▶ **Instruction**: From the data below, pull out every line that contains the string "grab", matching case exactly.

# Start of Listed entries

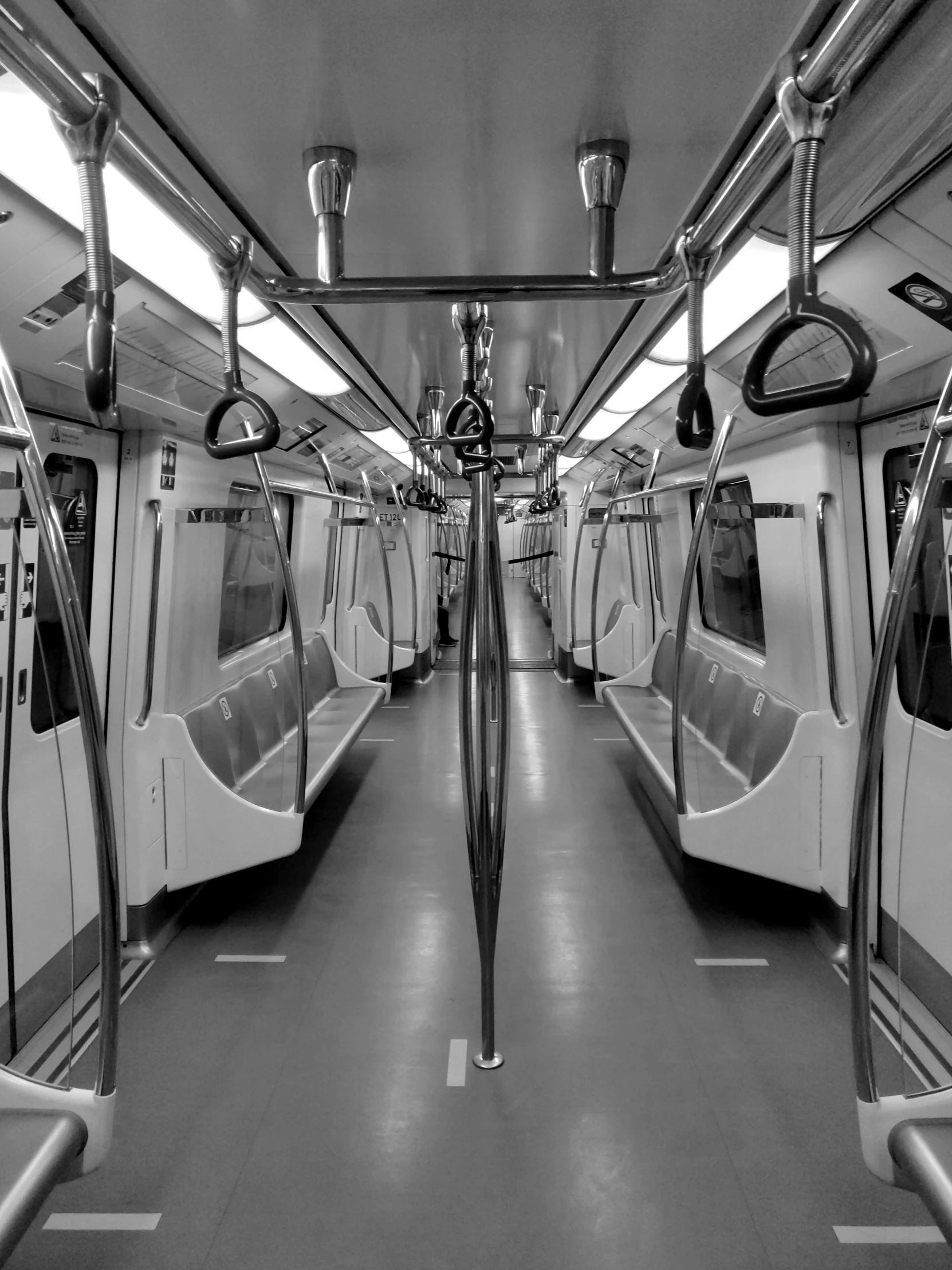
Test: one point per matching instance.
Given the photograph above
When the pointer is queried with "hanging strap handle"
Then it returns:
(231, 276)
(807, 124)
(694, 422)
(89, 143)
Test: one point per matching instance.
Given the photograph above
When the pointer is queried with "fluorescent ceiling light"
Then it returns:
(749, 281)
(567, 464)
(276, 344)
(602, 425)
(392, 441)
(33, 156)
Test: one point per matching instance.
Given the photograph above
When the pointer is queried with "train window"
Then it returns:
(931, 683)
(656, 559)
(253, 602)
(729, 572)
(73, 481)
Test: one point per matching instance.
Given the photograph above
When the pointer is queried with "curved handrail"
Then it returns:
(231, 275)
(156, 509)
(88, 143)
(683, 607)
(297, 638)
(868, 765)
(807, 122)
(387, 589)
(410, 556)
(15, 433)
(821, 503)
(597, 572)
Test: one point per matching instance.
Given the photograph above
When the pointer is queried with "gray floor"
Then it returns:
(650, 1113)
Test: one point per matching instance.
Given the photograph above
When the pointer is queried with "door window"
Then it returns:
(925, 662)
(73, 481)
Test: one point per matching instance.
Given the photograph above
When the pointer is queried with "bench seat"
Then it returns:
(247, 734)
(735, 731)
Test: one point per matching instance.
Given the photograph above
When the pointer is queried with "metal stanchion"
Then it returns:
(484, 673)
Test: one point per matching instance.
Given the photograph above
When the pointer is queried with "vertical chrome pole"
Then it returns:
(295, 615)
(866, 793)
(683, 607)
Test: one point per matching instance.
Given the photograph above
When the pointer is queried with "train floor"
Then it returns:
(650, 1112)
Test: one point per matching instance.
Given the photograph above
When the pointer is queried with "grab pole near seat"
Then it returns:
(297, 638)
(387, 589)
(402, 507)
(683, 609)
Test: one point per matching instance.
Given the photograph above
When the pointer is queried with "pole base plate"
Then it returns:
(488, 1065)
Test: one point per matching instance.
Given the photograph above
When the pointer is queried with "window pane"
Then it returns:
(915, 662)
(253, 590)
(74, 487)
(729, 572)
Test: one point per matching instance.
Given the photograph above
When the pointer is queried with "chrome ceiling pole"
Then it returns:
(484, 671)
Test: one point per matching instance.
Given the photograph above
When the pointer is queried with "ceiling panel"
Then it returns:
(465, 120)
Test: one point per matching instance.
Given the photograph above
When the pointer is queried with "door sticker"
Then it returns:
(930, 297)
(27, 593)
(171, 453)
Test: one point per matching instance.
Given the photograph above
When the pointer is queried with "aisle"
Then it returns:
(650, 1112)
(530, 630)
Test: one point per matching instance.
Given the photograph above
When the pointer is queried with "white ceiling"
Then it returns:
(465, 119)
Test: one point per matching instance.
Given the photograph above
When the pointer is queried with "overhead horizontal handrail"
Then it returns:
(807, 122)
(821, 504)
(683, 607)
(155, 507)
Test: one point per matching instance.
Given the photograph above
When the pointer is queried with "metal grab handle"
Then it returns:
(683, 607)
(15, 433)
(410, 558)
(821, 503)
(156, 509)
(387, 589)
(807, 124)
(231, 276)
(866, 793)
(297, 638)
(89, 142)
(694, 424)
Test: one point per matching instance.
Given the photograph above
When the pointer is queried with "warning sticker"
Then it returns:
(171, 453)
(929, 296)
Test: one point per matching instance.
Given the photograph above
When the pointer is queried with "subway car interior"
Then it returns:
(442, 436)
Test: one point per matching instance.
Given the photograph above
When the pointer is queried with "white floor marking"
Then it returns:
(731, 961)
(889, 1235)
(102, 1222)
(456, 1067)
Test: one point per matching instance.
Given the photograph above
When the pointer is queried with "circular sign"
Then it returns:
(926, 296)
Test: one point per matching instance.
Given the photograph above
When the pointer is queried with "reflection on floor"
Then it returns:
(650, 1113)
(527, 622)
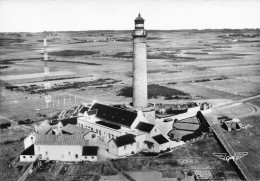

# End of Listed entries

▶ **Response to the exercise**:
When the pointer is queried with "grab pole near seat"
When the pointer is queried with "metal grab handle"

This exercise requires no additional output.